Task objective. Your task is to count the lines of the entries below that include the word "most" and to give only the resulting number.
--- Exercise input Enclosed Below ---
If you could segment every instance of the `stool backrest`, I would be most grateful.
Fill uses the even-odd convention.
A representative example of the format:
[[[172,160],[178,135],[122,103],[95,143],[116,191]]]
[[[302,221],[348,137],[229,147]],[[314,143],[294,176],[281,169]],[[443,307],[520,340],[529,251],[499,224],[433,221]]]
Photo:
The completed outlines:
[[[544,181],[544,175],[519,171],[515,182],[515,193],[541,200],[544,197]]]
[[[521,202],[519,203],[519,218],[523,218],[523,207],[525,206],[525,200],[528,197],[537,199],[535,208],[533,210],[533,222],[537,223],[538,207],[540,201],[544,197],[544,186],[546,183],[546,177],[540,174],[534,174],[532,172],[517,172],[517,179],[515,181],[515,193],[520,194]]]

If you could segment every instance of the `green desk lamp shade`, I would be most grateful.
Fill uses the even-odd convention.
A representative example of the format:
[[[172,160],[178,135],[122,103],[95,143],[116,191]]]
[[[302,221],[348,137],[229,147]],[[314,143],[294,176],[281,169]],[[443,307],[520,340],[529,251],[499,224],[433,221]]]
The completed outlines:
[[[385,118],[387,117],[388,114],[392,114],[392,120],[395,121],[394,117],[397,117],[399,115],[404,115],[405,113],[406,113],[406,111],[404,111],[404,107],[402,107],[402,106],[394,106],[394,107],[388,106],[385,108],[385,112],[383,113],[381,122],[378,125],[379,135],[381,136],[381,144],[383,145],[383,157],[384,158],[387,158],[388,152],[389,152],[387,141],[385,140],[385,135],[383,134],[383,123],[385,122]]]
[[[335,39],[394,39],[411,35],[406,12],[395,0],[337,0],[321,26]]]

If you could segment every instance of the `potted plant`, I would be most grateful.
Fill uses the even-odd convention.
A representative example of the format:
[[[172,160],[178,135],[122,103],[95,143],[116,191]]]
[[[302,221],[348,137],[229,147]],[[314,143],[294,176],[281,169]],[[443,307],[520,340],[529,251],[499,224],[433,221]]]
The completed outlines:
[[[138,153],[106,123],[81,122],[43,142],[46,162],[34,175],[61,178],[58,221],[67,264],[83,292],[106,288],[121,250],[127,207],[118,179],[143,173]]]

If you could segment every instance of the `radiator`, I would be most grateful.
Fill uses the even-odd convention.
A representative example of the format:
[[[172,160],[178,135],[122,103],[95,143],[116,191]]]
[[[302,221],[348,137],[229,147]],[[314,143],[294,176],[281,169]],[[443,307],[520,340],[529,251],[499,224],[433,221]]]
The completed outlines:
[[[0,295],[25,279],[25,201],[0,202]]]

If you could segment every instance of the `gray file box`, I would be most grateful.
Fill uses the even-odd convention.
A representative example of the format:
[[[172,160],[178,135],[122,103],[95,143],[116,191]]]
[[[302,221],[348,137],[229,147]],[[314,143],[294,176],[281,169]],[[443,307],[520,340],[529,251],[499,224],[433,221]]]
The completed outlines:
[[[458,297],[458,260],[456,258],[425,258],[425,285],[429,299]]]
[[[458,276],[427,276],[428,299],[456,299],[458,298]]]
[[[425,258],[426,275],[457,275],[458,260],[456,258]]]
--- End of Enclosed Exercise input ---
Solution to this problem. 5